• WHAT IS REQUIRED:
Repeat each line of the material exactly.

Raw records
┄┄┄┄┄┄┄┄┄┄

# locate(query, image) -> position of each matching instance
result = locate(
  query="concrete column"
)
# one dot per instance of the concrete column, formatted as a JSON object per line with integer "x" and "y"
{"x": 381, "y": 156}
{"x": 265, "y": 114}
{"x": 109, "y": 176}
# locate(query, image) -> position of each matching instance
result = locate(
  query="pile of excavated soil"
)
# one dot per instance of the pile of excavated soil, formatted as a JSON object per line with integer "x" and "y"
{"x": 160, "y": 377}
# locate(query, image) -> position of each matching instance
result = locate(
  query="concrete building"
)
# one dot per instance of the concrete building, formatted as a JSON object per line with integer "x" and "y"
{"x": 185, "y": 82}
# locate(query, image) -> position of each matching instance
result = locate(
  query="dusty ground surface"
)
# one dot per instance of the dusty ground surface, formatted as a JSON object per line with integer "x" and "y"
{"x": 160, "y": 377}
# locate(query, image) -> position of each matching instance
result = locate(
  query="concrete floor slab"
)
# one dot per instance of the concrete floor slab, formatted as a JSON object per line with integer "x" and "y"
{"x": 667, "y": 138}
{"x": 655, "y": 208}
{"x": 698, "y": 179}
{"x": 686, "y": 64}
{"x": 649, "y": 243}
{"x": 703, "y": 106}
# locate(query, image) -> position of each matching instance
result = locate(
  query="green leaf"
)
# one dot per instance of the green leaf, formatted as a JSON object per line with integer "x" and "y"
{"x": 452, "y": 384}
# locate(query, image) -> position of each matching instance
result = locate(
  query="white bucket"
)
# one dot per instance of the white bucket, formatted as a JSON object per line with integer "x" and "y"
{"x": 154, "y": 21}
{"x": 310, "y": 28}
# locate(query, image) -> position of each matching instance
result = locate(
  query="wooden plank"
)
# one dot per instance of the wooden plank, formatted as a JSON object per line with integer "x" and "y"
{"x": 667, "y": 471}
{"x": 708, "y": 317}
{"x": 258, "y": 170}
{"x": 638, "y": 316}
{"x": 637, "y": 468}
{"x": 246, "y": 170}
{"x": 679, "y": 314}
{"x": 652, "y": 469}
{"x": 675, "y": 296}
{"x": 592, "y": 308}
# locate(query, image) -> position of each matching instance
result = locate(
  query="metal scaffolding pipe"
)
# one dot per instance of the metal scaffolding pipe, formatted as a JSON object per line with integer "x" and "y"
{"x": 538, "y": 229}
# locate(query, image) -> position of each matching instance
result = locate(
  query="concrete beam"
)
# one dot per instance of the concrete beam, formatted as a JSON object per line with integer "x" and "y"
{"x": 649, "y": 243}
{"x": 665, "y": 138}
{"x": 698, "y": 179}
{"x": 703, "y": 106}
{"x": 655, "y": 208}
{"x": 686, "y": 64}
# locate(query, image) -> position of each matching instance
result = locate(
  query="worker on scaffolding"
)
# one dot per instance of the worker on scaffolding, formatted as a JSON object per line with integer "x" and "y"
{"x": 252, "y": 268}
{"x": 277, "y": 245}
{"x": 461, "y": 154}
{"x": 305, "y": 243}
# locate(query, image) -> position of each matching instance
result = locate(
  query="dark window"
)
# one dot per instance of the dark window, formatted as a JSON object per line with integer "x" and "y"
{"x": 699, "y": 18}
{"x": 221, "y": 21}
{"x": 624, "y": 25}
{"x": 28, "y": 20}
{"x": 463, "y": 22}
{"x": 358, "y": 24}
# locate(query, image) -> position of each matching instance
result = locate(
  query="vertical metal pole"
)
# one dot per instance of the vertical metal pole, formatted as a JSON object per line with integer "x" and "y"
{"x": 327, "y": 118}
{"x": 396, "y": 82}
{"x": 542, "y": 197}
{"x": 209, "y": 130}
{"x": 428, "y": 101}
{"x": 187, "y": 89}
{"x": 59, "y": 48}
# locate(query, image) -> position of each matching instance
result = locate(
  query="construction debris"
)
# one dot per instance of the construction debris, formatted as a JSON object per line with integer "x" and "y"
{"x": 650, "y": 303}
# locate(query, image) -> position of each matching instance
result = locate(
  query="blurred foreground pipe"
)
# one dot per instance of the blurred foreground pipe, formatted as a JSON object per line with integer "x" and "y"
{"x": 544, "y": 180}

┄┄┄┄┄┄┄┄┄┄

• OUTPUT OF THE TASK:
# locate(query, image) -> position of each matching instance
result = locate(
  query="concrete column"
)
# one dot per instance of the concrete column, formatted as a JSON object per line with integer "x" and "y"
{"x": 381, "y": 156}
{"x": 265, "y": 114}
{"x": 109, "y": 176}
# locate(query, image) -> position of each matching instance
result = locate(
  query="pile of excavated soil"
)
# one dot per instance of the pile of excavated soil, formatted as a JSON object per line with integer "x" and "y"
{"x": 160, "y": 377}
# locate(query, image) -> position of each matching instance
result = locate(
  query="concrete building"
)
# one dot per instance of the concrete building, formatted as a JSON object per line with integer "x" and "y"
{"x": 185, "y": 82}
# locate(query, image) -> position of each matching instance
result = locate(
  query="dusty ground surface"
)
# one dot per instance of the dusty ground surface, formatted as a JSON object per line with integer "x" and "y"
{"x": 160, "y": 377}
# locate(query, image) -> position of each matching instance
result = locate(
  query="concrete floor slab"
)
# one dot per instance of the concrete floor slab, formatted as a JSON object per line with integer "x" and "y"
{"x": 667, "y": 138}
{"x": 655, "y": 208}
{"x": 698, "y": 179}
{"x": 686, "y": 64}
{"x": 649, "y": 243}
{"x": 703, "y": 106}
# locate(query, image) -> position of each matching instance
result = locate(
  query="green leaf"
)
# one dot per instance of the green leaf, formatted as a JSON object per line with integer "x" and "y"
{"x": 452, "y": 384}
# locate(query, image) -> position of each matching instance
result = locate(
  query="white bucket"
)
# one dot per instance of the white bucket, formatted as a JSON object per line with integer "x" and "y"
{"x": 154, "y": 21}
{"x": 310, "y": 28}
# locate(query, image) -> position of each matching instance
result = locate(
  query="wooden plank"
)
# one dot per instance of the wooden plank, formatted as a JSON object per line with integer "x" and "y"
{"x": 667, "y": 471}
{"x": 708, "y": 317}
{"x": 258, "y": 170}
{"x": 638, "y": 316}
{"x": 637, "y": 468}
{"x": 246, "y": 170}
{"x": 679, "y": 314}
{"x": 652, "y": 469}
{"x": 675, "y": 296}
{"x": 592, "y": 308}
# locate(query, image) -> position of each matching instance
result = locate(
  query="metal scaffolding pipe"
)
# one dot per instance of the metal scaffolding pipe, formatted as a JSON object per line with integer "x" and "y"
{"x": 538, "y": 229}
# locate(query, image) -> position of each matching instance
result = locate(
  query="concrete beam"
)
# one dot per instance of the concrete beam, formatted as a JSON object per line with integer "x" and "y"
{"x": 649, "y": 243}
{"x": 665, "y": 138}
{"x": 698, "y": 179}
{"x": 703, "y": 106}
{"x": 655, "y": 208}
{"x": 686, "y": 64}
# locate(query, image) -> position of each matching instance
result = locate(
  query="worker on scaffolding"
)
# one dot per instance of the worker on scaffolding, formatted as a JSON object per line with integer "x" and "y"
{"x": 252, "y": 268}
{"x": 277, "y": 245}
{"x": 461, "y": 154}
{"x": 305, "y": 243}
# locate(query, image) -> position of each matching instance
result = locate(
  query="dark window"
)
# one dot per instance of the dark window, formatted as a JSON object per line with integer "x" and "y"
{"x": 699, "y": 18}
{"x": 221, "y": 21}
{"x": 624, "y": 25}
{"x": 28, "y": 20}
{"x": 463, "y": 22}
{"x": 358, "y": 24}
# locate(query, image) -> position of each matching instance
result = locate(
  query="vertical metal pole"
)
# one dot per instance of the vertical metal pole, formatted as a JSON object per line with integer "x" and "y"
{"x": 327, "y": 118}
{"x": 396, "y": 82}
{"x": 542, "y": 197}
{"x": 209, "y": 130}
{"x": 428, "y": 101}
{"x": 187, "y": 89}
{"x": 59, "y": 48}
# locate(query, image) -> position of each matching instance
result = locate(
  query="construction debris"
)
# one dot per instance of the construction debris, formatted as a JSON object per line with integer "x" and "y"
{"x": 650, "y": 303}
# locate(query, image) -> position of each matching instance
result = locate(
  query="blurred foreground pipe"
)
# one dot per instance of the blurred foreground pipe, formatted as a JSON object per line with integer "x" and "y"
{"x": 544, "y": 180}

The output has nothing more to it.